__Written tasks__
1. Print the passage of the forum post on friendship and closeness between "Sometimes that just" and "to do that.", inclusive.
2. Answer these questions from the forum post on friendship and closeness:
(a) What does the writer eventually ask someone directly in every relationship?
(b) Which type is the acquaintance who makes friends with many people said to be?
(c) What does the writer say they don't need to know in order to enjoy the taste of a beer?
3. Continue the forum post on friendship and closeness, starting right after its final sentence.
-- BEGIN Text excerpt --
Interesting! I've never thought about relationships that way (dynamic vs static). On reflection, I view relationships entirely as static. They either exist or they don't. 

I am very, very disconnected from closeness/distance. I don't know how to guage those in any natural way, so I largely ignore them. Someone might discuss a topic where I think "ah, this isn't something they would discuss to someone who is just an acquaintance. We were acquaintances but now they're talking about X. So they must not think of this relationship as an acquaintance anymore," but it doesn't go beyond the observational stage. It doesn't even mean we have a closer relationship. It just means they are acting in a way that suggests a new possible relationship context. They have felt development between us, whereas I was completely oblivious to it.

Essentially, I don't have an idea of what closeness or distance really is in relationships, so I keep relationships on a pretty binary scale: yes or no. Eventually in every relationship I will ask someone directly if they like me: if they say yes, we have a relationship. Not because I feel closeness or connection, but because they affirmed it.

Anyways, getting back to the topic: 

I suppose if one could see and appreciate the development of a relationship the way one appreciates the development of a skill, I would find more value in it. But I am blind to that. I don't see it and trying to see or understand development in relationships is stressful. I take no joy in it because I have no aptitude for it. I have only adapted by developing a loose scale by which to measure closeness: such as when they invite me to their house, when they tell me personal problems about their lives, when they begin to talk about their hopes or dreams. People step on certain topics I've marked as indicators of closeness, but I don't feel closeness the same way I think others do.



> With my friend, who is SX/SO, lets her relationships get to just where she wants them. Some people get closer than others, but she keeps them at whatever distance she wants. My acquaintance, who is SO/SP, makes friends with many people and considers them all at the same level. She kind of flits from relationship to relationship because of the no strings attached mindset. Her friendships tend to be rocky, because they are about enjoying each other, rather than having an emotional connection.


I can relate. I almost never view relationships as being focused on an emotional connection. Rather, they are often about fun and shared interests. I don't need to be close to someone to enjoy them, the same way I don't need to know how a beer is made to enjoy the taste.



> So is the choosing who you will grow close to something that comes with maturity (just as how, for me, learning to be satisfied with surface level friendships comes with maturity)? Or is it just that she's a picky SO/SP and has not found someone she deems worthy of getting to know?


I don't know her, so I can't write on her behalf. That said, I'm not sure it's so much maturity as preference. We all want different things from relationships. To that end, our approaches will be different.



> When I talk to her about it, she seems to truly be oblivious to the idea of friendship being about emotional connection. I'm not saying this to sound pretentious or anything. I just really don't get it. What is the point of a friendship if the two people involved are not striving to support each other through hardships and build each other up? What is the point of a friendship if it is solely based on enjoying the other person? How does that make one's friend any different from a pleasant stranger? What is the point of a friendship if you are not giving to one another constantly?


Sometimes that just isn't what makes a relationship enjoyable. Emotional connection comes with responsibilities. Sometimes those responsibilities far outweigh any value the relationship could offer. Sometimes it's just too much work or time taken away from elsewhere. 

Sometimes relationships are simply about momentary escapism and nothing else. And you don't need an emotional connection to do that.
-- END Text excerpt --
-- BEGIN Provided material --
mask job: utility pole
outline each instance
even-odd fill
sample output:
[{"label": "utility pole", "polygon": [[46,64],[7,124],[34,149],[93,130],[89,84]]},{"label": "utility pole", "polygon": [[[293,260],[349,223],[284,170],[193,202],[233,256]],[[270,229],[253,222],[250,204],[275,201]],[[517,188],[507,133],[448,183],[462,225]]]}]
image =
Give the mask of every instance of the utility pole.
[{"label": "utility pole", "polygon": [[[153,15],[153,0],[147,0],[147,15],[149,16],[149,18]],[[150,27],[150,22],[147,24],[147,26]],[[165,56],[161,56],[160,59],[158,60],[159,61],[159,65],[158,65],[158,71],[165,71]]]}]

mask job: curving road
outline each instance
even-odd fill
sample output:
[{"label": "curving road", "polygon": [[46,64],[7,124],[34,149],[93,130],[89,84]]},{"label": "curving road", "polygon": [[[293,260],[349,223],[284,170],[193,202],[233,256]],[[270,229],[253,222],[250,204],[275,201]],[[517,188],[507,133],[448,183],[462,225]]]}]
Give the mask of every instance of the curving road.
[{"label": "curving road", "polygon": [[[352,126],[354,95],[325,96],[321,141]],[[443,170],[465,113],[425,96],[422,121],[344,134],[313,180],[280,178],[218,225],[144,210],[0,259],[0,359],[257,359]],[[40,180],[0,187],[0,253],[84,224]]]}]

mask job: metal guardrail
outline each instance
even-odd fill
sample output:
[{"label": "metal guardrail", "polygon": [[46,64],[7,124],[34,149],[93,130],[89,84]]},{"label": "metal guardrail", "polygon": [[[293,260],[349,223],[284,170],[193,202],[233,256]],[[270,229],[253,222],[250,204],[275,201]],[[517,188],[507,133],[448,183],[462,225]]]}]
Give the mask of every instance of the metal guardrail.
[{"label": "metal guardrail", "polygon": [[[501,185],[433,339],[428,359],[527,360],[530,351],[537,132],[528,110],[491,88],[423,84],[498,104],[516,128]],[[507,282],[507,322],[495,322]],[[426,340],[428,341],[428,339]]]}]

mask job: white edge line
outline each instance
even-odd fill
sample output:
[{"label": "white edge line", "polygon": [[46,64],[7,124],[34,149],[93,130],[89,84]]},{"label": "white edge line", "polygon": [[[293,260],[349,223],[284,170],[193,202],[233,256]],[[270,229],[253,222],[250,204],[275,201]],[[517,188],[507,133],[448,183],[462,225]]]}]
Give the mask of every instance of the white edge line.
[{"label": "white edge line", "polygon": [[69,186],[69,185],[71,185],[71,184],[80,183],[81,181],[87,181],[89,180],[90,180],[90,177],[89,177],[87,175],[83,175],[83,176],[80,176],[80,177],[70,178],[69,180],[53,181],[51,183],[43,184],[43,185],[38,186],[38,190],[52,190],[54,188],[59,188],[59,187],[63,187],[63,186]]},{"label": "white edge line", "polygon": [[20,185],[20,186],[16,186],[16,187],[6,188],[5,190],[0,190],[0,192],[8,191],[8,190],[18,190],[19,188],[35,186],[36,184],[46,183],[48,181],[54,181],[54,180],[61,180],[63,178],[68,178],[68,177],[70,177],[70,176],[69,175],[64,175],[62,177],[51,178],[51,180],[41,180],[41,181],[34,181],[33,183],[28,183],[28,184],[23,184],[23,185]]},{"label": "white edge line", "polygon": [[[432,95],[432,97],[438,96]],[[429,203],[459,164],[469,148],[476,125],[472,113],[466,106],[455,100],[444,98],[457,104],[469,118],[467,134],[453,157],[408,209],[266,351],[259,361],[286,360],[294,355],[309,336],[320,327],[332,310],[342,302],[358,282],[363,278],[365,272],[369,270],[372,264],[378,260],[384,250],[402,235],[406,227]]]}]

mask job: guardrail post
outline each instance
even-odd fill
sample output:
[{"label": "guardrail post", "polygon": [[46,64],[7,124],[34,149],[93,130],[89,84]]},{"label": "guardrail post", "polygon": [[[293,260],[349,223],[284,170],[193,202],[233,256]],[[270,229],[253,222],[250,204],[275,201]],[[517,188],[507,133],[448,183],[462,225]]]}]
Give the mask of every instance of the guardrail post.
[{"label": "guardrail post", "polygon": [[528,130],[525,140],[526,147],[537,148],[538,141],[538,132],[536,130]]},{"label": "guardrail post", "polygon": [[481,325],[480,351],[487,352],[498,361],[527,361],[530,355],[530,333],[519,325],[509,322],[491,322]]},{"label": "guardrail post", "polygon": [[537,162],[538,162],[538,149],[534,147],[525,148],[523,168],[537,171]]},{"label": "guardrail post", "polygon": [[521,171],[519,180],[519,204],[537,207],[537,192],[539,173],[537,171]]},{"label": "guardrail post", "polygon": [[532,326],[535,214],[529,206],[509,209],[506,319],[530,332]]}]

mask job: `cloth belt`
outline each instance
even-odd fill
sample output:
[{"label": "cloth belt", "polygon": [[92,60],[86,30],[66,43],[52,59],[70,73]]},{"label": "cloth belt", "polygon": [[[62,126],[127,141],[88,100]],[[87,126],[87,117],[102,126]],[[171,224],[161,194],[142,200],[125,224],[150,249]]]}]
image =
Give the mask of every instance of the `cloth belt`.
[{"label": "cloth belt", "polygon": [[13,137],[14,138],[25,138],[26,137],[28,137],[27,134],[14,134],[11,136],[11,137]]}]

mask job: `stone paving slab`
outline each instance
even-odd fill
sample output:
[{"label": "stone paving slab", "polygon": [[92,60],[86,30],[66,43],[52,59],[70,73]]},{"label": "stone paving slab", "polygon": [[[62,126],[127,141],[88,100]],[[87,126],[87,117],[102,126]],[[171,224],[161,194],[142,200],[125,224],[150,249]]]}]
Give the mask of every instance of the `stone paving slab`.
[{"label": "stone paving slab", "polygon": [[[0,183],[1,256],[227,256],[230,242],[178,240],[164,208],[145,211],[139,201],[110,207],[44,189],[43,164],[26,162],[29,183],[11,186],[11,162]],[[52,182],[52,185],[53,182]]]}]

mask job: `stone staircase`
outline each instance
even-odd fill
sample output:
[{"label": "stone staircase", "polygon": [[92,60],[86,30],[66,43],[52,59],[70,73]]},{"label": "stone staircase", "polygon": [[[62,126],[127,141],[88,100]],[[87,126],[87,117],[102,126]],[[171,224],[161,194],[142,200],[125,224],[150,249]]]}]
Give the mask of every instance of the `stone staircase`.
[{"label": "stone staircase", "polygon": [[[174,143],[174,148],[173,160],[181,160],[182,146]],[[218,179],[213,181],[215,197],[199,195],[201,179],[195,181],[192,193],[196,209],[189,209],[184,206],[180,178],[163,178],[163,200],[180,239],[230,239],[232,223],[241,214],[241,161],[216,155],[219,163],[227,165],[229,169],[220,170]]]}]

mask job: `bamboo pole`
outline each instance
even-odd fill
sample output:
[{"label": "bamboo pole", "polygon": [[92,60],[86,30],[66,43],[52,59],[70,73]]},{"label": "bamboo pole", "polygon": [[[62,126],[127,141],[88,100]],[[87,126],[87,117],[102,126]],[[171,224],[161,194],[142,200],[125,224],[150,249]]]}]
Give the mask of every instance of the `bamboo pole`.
-- END Provided material --
__Answers to each task__
1.
Sometimes that just isn't what makes a relationship enjoyable. Emotional connection comes with responsibilities. Sometimes those responsibilities far outweigh any value the relationship could offer. Sometimes it's just too much work or time taken away from elsewhere. 

Sometimes relationships are simply about momentary escapism and nothing else. And you don't need an emotional connection to do that.

2.
(a) Whether the person likes them.
(b) SO/SP.
(c) How the beer is made.

3.
> Also, in response to your edit, I've been told something similar to this before (by my SO/SP acquaintance actually), but when I asked for more explanation, she was not very helpful. Could you elaborate on this? I'm really curious about it.


Will be back in a bit to finish last part. Hold up.

EDIT: I think it's the focus. As an sx last, when I am listening to people talk and asking them questions, I am gathering info about them. I am focused on them via the information they provide. 

Sx-doms, particularly those I don't know well, who develop and interest in me, focus on me directly. The information only intensifies their focus, it doesn't draw attention away from me onto the information.

I'm trying to think of a visual example. Imagine being in an art gallery and looking at a painting. For me, I look at the painting, look at the plaque, look back at the painting. My focus is on the painting, but it shifts around.

Sx doms by contrast seem to just stare at the painting. Someone might read the plaque aloud and they'll process the information, but they never look away from the painting. They only use that information to stare even harder at it.

That sort of unrelenting focus can be very uncomfortable. It feels a bit like being the shiny new toy a kid is staring at through the shop window. What can make it more uncomfortable is that if this occurs in the early stages of getting to know an sx-dom, a person can be made to feel like an object rather than a person. Something to be deconstructed and figured out (and probably not put back together) for the other person's own selfish interest. The focus isn't on both parties-- it's on satisfying the sx-dom's curiosity, and nothing else.

Anyways, not to say all sx users are like that. Just ones I've met who are not really aware of their behavior.


----------



## d e c a d e n t (Apr 21, 2013)

Entropic said:


> One girl with a foreign name actually professed to not knowing what her name meant and she had never thought of the question before. She's lived her entire life with this name but she never not once considered to ask herself what her name meant. I find it so strange.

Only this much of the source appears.